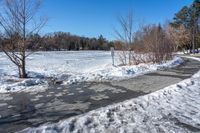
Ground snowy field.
[0,51,182,93]
[18,62,200,133]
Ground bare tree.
[167,25,191,51]
[115,12,134,65]
[0,0,47,78]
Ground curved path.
[0,58,200,133]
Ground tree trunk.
[18,56,27,78]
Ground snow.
[20,68,200,133]
[0,51,183,93]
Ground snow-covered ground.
[0,51,183,93]
[17,65,200,133]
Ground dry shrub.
[133,25,174,64]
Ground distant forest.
[0,32,117,51]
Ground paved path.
[0,58,200,133]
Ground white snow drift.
[18,68,200,133]
[0,51,183,93]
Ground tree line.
[24,32,113,51]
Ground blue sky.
[41,0,192,40]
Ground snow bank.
[0,51,183,93]
[19,71,200,133]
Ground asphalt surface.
[0,58,200,133]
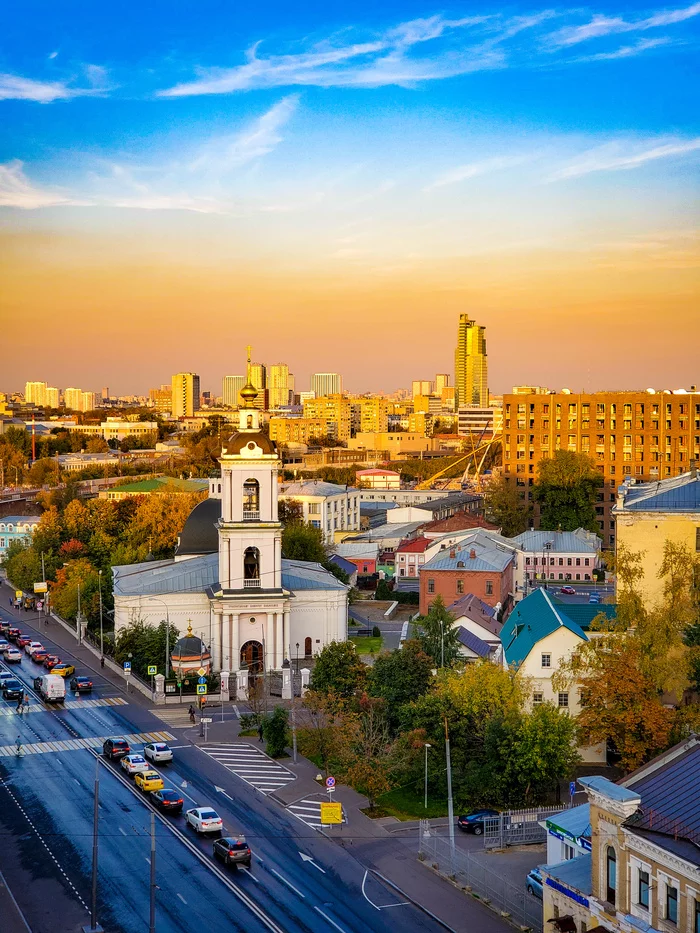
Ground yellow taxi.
[134,771,165,794]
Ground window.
[605,846,617,905]
[666,884,678,923]
[637,868,649,910]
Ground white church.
[113,370,349,673]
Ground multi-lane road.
[0,587,492,933]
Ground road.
[0,587,504,933]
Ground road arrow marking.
[299,852,326,875]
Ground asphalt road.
[0,588,476,933]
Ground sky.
[0,0,700,394]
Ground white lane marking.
[270,868,306,900]
[314,906,345,933]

────────────────────

• **Exercise goal**:
Retype every line of the data above word for word, leaving out the pictures.

• **Result of this task**:
Ground snowy field.
[0,51,182,93]
[18,62,200,133]
Ground bare tree.
[167,25,191,51]
[115,12,134,65]
[0,0,47,78]
Ground curved path.
[0,58,200,133]
Ground tree trunk.
[18,56,27,78]
Ground snow.
[20,68,200,133]
[0,51,183,93]
Ground snow-covered ground.
[0,51,183,93]
[17,65,200,133]
Ground dry shrub.
[133,25,174,64]
Ground distant forest.
[0,32,117,51]
Ground paved path.
[0,58,200,133]
Ground white snow drift.
[18,68,200,133]
[0,51,183,93]
Ground tree line.
[24,32,113,51]
Ground blue sky.
[41,0,192,40]
Ground snow bank.
[0,51,183,93]
[19,71,200,133]
Ground asphalt surface.
[0,58,200,133]
Ground yellow taxi.
[134,771,165,794]
Ground window.
[605,846,617,905]
[666,884,678,923]
[637,868,649,910]
Ground white church.
[113,370,349,673]
Ground multi-lane road.
[0,587,492,933]
Ground road.
[0,587,504,933]
Ground road arrow marking.
[299,852,326,875]
Ground asphalt road.
[0,588,476,933]
Ground sky.
[0,0,700,394]
Ground white lane marking.
[270,868,306,900]
[314,906,345,933]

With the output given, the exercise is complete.